The actual job offers told an even grimmer story. A survey of 140 U.S. colleges and universities indicated that between March 1970 and March 1971, job bids for male B.A.s dropped 61%, and a staggering 78% for Ph.D.s. Actual hiring will be down less, probably by 25% at the B.A. level. A possibly incomplete but telling poll of the 944 men who graduated from the letters and sciences division of the University of Wisconsin last year showed that only 174 were working full time; and of that number, only about half had the kind of job they wanted.

Intellectual Proletariat

On campus, the reaction to the dearth of jobs ranges from nonchalance to panic to anger—an anger often directed at the colleges that trained the students to no seeming purpose. Some speak darkly about the creation of a new “intellectual proletariat” in the U.S.

“Just like Ceylon,” says Columbia Senior Roy Rosenzweig, a history major, “where 10,000 people went to college and couldn’t get jobs.” He might have added India, Latin America and Africa. TIME Correspondent Frank Merrick, who recently visited several big Midwestern universities, “was amazed that so many students seemed to be drifting, bewildered by what was happening to them and resentful that no employer seemed to want to hire them.”

On the other hand, there are thousands of seniors this year who seemingly could not care less that few corporations sought their talents. The much-heralded New Consciousness of America’s youth—including an indifferent attitude toward the Protestant work ethic—has provided many graduates with a cool, wait-and-see attitude toward the future.

Some do not want a job at all. Others are much more interested in working toward a career that fulfills rather than pays. In any case, their new values keep them from suffering as much anguish as previous generations would have endured in a similar situation. “In the ’50s and early ’60s, most students’ faith in careerism was nearly as tenacious as their faith in the American dream,” says Edward Dreyfus, a counselor at U.C.L.A. “Today, undergraduates tend to view a job as only part of their total person. Their identity is not going to be contingent upon their employment.”

Watery Clam Chowder

The seniors who most need the New Consciousness are the B.A.s in the humanities. And they constitute about three-fourths of the graduating class. Says William Balfour, vice chancellor for student affairs at the University of Kansas: “We’ll find some of them behind lunch counters, digging ditches or learning trades.” The number of openings in elementary and secondary school is falling off, and companies are interested in specialists not generalists. As a result, liberal arts seniors are the most be wildered of the graduates. According to John Berry, a senior at Wisconsin’s Beloit College, “The standard joke is that after you graduate you can either work for Yellow Cab in town or for the security force on campus. My father kept saying that with a B.A. the world was my oyster. I find that it’s more like a watery clam chowder.” Echoes Steve Ukman of the University of Kansas: “A whole generation of humanists is coming out of school, and who wants them?”

New Militants

Black graduates, at the moment, are proportionately having less trouble than whites. Job offers are down, but by only 10% says the director of a place ment service for 60 Negro colleges. More important, though, the opportunities are wider. The proportion of blacks going into teaching has dropped from 80% to 46%, while the number going into business administration is rising as more and more corporations seek to acquire an integrated image. The rare black Ph.D. this year can command a salary $4,000 or so higher than a white with the same training.

#### The data:

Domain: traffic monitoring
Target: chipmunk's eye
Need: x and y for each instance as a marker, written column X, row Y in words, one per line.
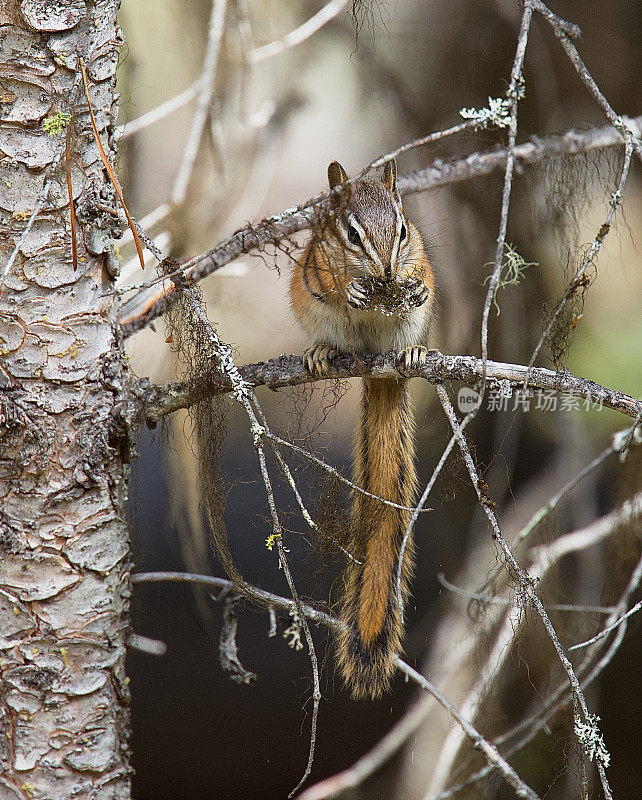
column 353, row 235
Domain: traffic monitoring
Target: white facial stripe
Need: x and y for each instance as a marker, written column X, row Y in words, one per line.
column 367, row 245
column 397, row 243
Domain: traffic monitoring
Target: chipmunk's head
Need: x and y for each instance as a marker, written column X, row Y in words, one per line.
column 371, row 226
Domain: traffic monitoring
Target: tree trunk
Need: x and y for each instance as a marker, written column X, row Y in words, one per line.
column 64, row 569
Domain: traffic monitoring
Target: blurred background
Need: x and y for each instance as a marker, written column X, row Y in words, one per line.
column 277, row 120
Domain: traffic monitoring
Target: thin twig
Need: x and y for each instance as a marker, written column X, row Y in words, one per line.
column 526, row 582
column 416, row 512
column 515, row 92
column 300, row 34
column 609, row 628
column 273, row 229
column 158, row 113
column 579, row 277
column 203, row 102
column 108, row 167
column 477, row 740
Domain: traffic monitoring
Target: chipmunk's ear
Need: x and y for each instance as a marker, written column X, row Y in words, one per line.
column 336, row 174
column 389, row 178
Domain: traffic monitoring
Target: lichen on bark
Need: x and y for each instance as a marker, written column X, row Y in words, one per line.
column 64, row 564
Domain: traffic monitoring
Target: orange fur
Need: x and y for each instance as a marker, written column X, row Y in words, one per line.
column 384, row 450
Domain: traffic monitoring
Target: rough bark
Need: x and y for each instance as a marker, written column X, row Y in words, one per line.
column 64, row 569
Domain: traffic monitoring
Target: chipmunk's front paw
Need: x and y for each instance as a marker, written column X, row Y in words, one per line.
column 411, row 358
column 357, row 295
column 318, row 360
column 418, row 293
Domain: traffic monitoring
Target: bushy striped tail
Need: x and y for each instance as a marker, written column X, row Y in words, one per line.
column 384, row 466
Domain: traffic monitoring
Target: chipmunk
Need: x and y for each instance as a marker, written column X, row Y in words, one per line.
column 365, row 285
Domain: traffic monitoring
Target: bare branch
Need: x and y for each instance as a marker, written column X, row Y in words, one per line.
column 526, row 582
column 150, row 403
column 300, row 34
column 515, row 92
column 152, row 301
column 489, row 751
column 160, row 112
column 204, row 101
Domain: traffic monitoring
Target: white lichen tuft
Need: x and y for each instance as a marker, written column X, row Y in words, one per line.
column 497, row 113
column 293, row 632
column 591, row 739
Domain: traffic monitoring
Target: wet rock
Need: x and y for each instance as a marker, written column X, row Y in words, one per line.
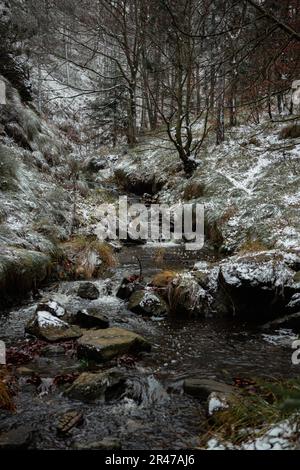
column 16, row 132
column 19, row 438
column 294, row 303
column 128, row 287
column 87, row 290
column 50, row 328
column 25, row 371
column 147, row 303
column 95, row 164
column 202, row 388
column 52, row 307
column 91, row 318
column 140, row 181
column 108, row 443
column 297, row 277
column 217, row 401
column 288, row 321
column 103, row 345
column 255, row 285
column 68, row 421
column 102, row 385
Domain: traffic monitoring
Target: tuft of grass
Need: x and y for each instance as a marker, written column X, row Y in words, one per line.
column 252, row 412
column 6, row 399
column 290, row 132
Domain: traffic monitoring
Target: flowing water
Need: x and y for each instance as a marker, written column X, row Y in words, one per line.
column 154, row 412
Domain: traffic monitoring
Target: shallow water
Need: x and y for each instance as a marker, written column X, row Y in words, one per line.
column 154, row 413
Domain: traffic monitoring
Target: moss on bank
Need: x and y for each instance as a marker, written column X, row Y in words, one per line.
column 21, row 271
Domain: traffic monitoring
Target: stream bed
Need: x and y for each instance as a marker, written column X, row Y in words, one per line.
column 154, row 412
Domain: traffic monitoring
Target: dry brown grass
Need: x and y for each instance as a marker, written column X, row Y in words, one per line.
column 163, row 279
column 290, row 132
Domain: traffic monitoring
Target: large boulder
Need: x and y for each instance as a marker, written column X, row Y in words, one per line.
column 147, row 303
column 187, row 297
column 92, row 386
column 103, row 345
column 202, row 388
column 50, row 328
column 88, row 290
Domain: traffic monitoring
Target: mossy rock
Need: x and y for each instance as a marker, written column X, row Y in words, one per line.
column 20, row 272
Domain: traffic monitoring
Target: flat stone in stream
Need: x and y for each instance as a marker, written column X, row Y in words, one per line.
column 104, row 345
column 18, row 438
column 91, row 318
column 50, row 328
column 147, row 303
column 108, row 443
column 88, row 290
column 202, row 388
column 101, row 385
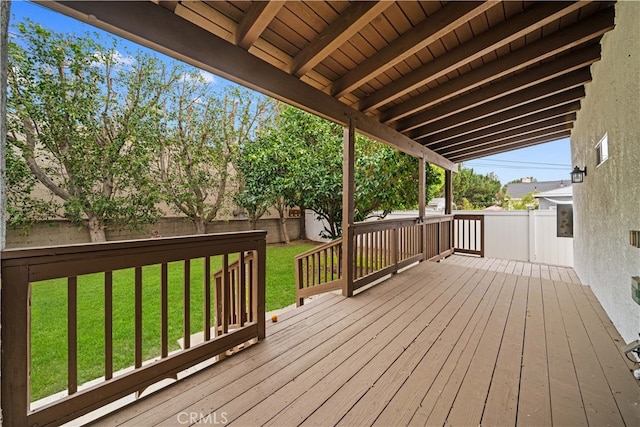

#### Requirement:
Transcribe the passage on the college graduate job slump, starting with "Black graduates, at" and going on through "the same training.".

#### Task solution:
Black graduates, at the moment, are proportionately having less trouble than whites. Job offers are down, but by only 10% says the director of a place ment service for 60 Negro colleges. More important, though, the opportunities are wider. The proportion of blacks going into teaching has dropped from 80% to 46%, while the number going into business administration is rising as more and more corporations seek to acquire an integrated image. The rare black Ph.D. this year can command a salary $4,000 or so higher than a white with the same training.